• Request:
Gather every line in the items below that contains the word "white".

[Dataset items]
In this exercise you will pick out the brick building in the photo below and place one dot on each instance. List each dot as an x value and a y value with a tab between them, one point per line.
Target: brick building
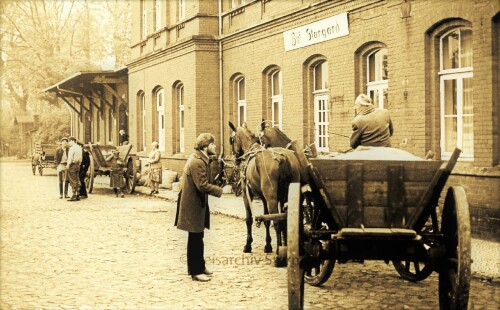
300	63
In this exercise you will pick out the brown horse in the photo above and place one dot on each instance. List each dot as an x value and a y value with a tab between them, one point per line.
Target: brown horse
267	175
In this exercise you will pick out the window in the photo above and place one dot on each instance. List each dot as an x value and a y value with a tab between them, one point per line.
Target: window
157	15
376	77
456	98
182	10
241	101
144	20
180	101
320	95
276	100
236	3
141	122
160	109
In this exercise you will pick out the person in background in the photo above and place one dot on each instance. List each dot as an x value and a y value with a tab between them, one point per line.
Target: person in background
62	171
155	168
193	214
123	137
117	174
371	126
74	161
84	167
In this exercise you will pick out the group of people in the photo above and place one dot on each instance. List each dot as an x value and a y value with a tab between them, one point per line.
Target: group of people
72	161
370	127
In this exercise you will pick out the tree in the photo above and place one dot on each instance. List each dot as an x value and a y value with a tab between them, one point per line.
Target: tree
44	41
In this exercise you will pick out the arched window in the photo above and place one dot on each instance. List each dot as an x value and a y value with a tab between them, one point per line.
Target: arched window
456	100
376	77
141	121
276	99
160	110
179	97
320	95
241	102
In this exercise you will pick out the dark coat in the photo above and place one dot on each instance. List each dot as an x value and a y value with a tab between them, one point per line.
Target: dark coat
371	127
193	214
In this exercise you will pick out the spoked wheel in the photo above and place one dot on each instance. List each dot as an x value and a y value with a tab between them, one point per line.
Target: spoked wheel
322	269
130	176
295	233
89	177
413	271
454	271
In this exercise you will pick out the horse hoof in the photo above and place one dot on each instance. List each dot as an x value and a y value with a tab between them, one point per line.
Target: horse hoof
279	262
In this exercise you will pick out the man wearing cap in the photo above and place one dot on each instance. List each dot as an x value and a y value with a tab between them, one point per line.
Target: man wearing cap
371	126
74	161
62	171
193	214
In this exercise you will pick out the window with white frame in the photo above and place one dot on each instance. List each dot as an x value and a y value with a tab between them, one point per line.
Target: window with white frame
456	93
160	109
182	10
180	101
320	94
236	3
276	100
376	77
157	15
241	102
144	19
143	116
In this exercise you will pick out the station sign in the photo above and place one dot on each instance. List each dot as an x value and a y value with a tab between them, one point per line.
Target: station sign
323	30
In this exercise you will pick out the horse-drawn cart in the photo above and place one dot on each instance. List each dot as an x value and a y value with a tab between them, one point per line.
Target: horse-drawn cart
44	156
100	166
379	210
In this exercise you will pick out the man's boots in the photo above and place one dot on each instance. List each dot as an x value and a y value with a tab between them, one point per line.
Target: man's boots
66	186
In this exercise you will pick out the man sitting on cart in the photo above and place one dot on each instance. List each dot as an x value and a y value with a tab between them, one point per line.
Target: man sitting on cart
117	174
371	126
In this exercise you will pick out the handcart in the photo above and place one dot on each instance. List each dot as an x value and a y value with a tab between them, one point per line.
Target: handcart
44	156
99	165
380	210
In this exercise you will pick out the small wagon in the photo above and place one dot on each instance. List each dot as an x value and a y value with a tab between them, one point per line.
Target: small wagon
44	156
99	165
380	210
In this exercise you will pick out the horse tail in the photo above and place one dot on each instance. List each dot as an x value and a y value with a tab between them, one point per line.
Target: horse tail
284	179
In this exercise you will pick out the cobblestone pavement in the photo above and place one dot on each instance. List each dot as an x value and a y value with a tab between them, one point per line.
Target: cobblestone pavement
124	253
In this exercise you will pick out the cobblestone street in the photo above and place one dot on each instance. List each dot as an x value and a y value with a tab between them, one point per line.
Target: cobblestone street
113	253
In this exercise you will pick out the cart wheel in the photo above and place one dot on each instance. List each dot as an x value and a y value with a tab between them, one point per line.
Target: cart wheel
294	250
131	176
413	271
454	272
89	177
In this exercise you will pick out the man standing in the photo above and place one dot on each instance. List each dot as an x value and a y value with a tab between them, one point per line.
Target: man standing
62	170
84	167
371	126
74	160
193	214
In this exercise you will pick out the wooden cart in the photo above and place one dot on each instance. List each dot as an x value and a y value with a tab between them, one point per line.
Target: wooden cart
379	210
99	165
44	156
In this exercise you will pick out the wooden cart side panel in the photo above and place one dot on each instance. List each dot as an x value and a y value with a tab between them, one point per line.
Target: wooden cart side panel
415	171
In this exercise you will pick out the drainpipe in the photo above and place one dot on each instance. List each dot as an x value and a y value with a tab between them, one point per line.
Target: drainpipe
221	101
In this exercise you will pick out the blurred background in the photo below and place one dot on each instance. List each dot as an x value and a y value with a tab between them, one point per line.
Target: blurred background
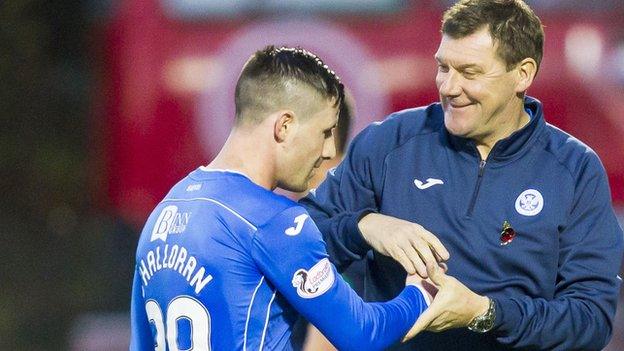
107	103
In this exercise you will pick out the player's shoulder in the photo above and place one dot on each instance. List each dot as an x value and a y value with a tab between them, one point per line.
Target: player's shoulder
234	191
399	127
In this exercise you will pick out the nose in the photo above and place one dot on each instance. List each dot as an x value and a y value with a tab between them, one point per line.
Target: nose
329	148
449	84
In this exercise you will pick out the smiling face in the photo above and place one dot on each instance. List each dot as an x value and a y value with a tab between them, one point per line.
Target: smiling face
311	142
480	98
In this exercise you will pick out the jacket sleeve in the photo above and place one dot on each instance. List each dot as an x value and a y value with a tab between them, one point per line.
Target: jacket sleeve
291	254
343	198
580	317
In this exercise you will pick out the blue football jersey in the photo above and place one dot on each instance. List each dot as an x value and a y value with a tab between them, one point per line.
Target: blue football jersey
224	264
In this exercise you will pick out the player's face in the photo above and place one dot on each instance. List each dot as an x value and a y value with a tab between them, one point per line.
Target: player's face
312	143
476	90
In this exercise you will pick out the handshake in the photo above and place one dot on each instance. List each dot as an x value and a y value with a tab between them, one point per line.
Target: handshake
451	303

==

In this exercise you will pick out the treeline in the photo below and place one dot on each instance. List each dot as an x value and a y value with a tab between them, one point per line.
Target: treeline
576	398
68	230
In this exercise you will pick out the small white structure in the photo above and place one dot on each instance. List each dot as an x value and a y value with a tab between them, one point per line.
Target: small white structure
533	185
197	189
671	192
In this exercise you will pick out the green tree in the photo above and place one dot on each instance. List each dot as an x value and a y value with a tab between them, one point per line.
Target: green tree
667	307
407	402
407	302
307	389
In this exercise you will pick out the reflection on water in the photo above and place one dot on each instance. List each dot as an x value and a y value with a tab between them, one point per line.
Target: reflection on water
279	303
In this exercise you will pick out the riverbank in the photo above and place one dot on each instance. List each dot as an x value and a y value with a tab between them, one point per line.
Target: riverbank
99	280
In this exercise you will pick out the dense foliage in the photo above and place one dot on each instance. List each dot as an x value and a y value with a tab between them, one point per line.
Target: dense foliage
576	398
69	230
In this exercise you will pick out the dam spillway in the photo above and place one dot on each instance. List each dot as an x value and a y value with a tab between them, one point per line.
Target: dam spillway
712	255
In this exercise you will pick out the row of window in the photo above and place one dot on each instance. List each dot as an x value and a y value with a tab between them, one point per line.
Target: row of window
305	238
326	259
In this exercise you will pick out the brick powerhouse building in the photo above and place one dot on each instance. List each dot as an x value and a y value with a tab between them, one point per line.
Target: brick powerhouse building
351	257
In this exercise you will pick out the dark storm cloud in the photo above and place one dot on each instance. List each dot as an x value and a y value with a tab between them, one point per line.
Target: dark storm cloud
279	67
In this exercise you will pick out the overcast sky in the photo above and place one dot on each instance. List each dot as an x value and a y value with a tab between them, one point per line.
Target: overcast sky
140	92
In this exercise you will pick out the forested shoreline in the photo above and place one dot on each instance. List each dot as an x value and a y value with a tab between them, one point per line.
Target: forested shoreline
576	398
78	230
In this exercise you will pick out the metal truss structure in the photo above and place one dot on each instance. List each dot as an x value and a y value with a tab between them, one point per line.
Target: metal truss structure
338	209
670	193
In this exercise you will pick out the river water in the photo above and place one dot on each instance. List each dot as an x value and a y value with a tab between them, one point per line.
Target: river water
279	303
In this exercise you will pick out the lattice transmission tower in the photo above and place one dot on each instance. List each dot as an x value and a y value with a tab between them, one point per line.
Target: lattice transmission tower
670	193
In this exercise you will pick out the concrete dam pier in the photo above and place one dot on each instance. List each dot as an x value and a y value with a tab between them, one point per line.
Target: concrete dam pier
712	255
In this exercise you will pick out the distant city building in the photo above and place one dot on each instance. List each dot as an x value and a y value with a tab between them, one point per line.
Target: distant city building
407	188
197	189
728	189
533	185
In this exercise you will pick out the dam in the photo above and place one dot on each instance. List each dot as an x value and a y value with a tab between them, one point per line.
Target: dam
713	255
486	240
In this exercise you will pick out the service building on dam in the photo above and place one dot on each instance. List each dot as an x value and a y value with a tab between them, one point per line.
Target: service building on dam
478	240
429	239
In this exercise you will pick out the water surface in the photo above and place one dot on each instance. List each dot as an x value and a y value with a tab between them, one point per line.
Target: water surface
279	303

• Task answer:
In this exercise you will pick out the window with white frame in the photo above and place one dot on each instance. List each dot as an x value and a y value with a tab between them, one point per line.
Target: window with white frame
In this exercise you will pick out the small white structure in the photo above and place one dot on each instance. List each dot as an x value and a y value with a tab between them, one point per line.
Target: small white structure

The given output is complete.